> [Goals]
A - Copy out the passage of the embroidery book post between "The book has" and "photos are beautiful.", inclusive, swapping "scholarly" for "academic".
B - Write the next part of the embroidery book post, picking up after its final sentence.

> [Source extract]
<<<<

Did you See Twixt Art and Nature?

 
Were you one of the lucky ones that made it to the Metropolitan Museum of Art before the end of April, 2009, to see the exhibit "Twixt Art and Nature"? I am still kicking myself that I didn't make more of an effort to go, though in reality, I couldn't have. The exhibit was well-covered in the news, more so than any other needlework exhibit I've ever heard about, anyway. And sprouting from the exhibit came a book....

English Embroidery from The Metropolitan Museum of Art, 1580 - 1700: 'Twixt Art and Nature is the name of the book. Despite the heavy title and the hefty size of the book, keep in mind that the era studied by the book is just slightly over 100 years of needlework! But what a fascinating era!

TEnglish Embroidery from The Metropolitan Museum of Art, 1580 - 1700: 'Twixt Art and Nature


The book has been reviewed online on a number of needlework blogs and websites, so I'm not out to do a review here. I haven't actually finished reading it yet, and I always like to read the books I review from cover-to-cover. (It's a whole lot easier with stitch dictionaries and picture technique books - there isn't as much reading involved!) From what I've read so far, the book is fascinating - those interested in historical embroidery who like to read in-depth scholarly work will enjoy it. Those who are more interested in technique specifics and instruction might not enjoy it as well. Anyone interested in pictures of historical embroidery from this era will love it, but will want even more photos. The photos are beautiful.

I was reading the book the other day, and came upon part of a passage that brought to mind a good friend of mine, and made me think (with overwhelming enthusiasm!) that he would really enjoy this book. The passage was an insightful comment on history and art and I wish I had written it down. Anyway - a great wave of generosity swept over me, and I thought, "I am going to buy this book for him. He will like it."

>>>>

> [Stored records]
<<<<

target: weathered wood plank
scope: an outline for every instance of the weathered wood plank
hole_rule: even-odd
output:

>>>>
<<<<

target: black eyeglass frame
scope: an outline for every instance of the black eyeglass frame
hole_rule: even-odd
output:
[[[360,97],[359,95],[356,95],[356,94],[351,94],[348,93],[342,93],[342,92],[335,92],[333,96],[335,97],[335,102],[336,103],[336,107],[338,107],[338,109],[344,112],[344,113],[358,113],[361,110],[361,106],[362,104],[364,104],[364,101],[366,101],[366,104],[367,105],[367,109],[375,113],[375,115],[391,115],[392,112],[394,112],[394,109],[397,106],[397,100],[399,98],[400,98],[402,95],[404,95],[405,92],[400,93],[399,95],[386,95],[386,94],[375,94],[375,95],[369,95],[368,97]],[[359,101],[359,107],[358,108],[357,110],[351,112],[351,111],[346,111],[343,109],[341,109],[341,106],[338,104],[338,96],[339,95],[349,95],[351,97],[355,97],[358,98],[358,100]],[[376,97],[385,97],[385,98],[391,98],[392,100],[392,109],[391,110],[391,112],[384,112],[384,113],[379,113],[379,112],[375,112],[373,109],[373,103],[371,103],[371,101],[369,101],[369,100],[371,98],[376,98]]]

>>>>

> [Final answers]
A -
The book has been reviewed online on a number of needlework blogs and websites, so I'm not out to do a review here. I haven't actually finished reading it yet, and I always like to read the books I review from cover-to-cover. (It's a whole lot easier with stitch dictionaries and picture technique books - there isn't as much reading involved!) From what I've read so far, the book is fascinating - those interested in historical embroidery who like to read in-depth academic work will enjoy it. Those who are more interested in technique specifics and instruction might not enjoy it as well. Anyone interested in pictures of historical embroidery from this era will love it, but will want even more photos. The photos are beautiful.

B -
Last year, I sent copies of this book out to a couple friends as gifts (hey, gals - I hope you Really Like It!). For me, I bought mine used last year, for about $35. And heck, it's been six months, right? Used ones will probably be less expensive now, right? But I was willing to spend $35. Really. I'm just that nice.

But I'm only that nice.

I checked this page on Amazon first, and after the initial heart attack, I moved on to ABE Books. (Though you can find a slightly "less expensive" copy on this page at Amazon - around $140).

Is it only me, or are the prices asked for these books just slightly a bit much? I mean, the book is good. But... but.... but...???!!!

Needless to say, those momentary warm fuzzy feelings of generosity sapped right out of me!

If you're looking for the book at a more reasonable price, Hedgehog Handworks does carry it, and right now, it's $55.25 (on sale through January). I don't know how many they have in stock, but at least you know they are available through booksellers besides used book sources for ridiculous prices! You can also find it at The Mad Samplar for $65 right now.

If you aren't quite ready to invest that type of money in a book, you can get a glimpse of some of the pieces in the exhibit in this nice little promotional video from last year:



Though I didn't make it to the exhibit, I'm happy I have my book.

And I'm happy I got it used.

For $35.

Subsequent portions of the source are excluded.